● Exercise requirements:
Using the entries below, copy out all lines where "woman" is found.

· · · ·

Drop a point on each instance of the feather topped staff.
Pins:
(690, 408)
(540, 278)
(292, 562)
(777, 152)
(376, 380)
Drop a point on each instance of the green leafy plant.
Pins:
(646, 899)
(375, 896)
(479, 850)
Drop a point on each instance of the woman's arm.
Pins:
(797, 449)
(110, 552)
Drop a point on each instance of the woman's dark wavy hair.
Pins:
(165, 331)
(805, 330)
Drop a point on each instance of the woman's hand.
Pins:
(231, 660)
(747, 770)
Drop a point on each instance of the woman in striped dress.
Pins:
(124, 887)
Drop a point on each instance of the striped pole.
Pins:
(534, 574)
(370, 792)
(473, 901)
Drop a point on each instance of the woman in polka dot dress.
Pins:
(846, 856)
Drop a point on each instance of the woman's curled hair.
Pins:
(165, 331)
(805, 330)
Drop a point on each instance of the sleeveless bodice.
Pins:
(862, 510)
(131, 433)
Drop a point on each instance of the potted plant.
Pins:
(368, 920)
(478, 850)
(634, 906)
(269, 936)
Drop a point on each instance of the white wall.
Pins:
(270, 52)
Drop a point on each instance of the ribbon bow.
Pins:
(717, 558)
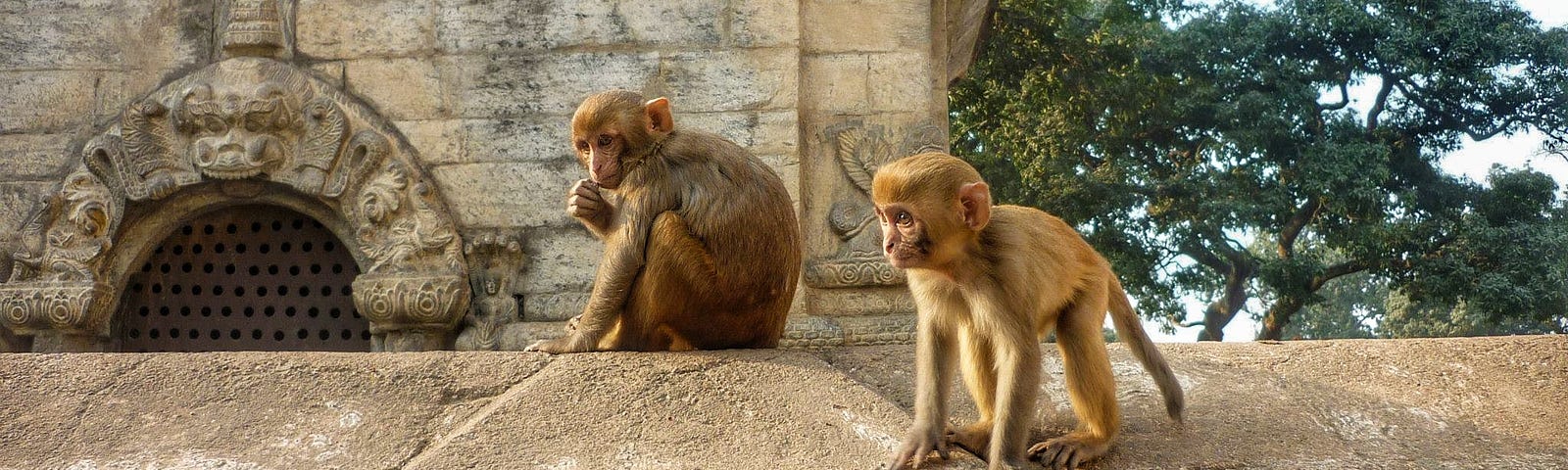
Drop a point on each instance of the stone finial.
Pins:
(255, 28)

· · · ·

● Exercise answer:
Drop a point on each instance of the woman's arm.
Drop a point on each instance of the woman's dark wavy hair.
Drop a point on each instance of the woman's hand.
Drop a point on each instance of the woman in striped dress.
Drop a point on each instance of the woman in polka dot dress.
Drop a point on each instance of the woman's curled hair.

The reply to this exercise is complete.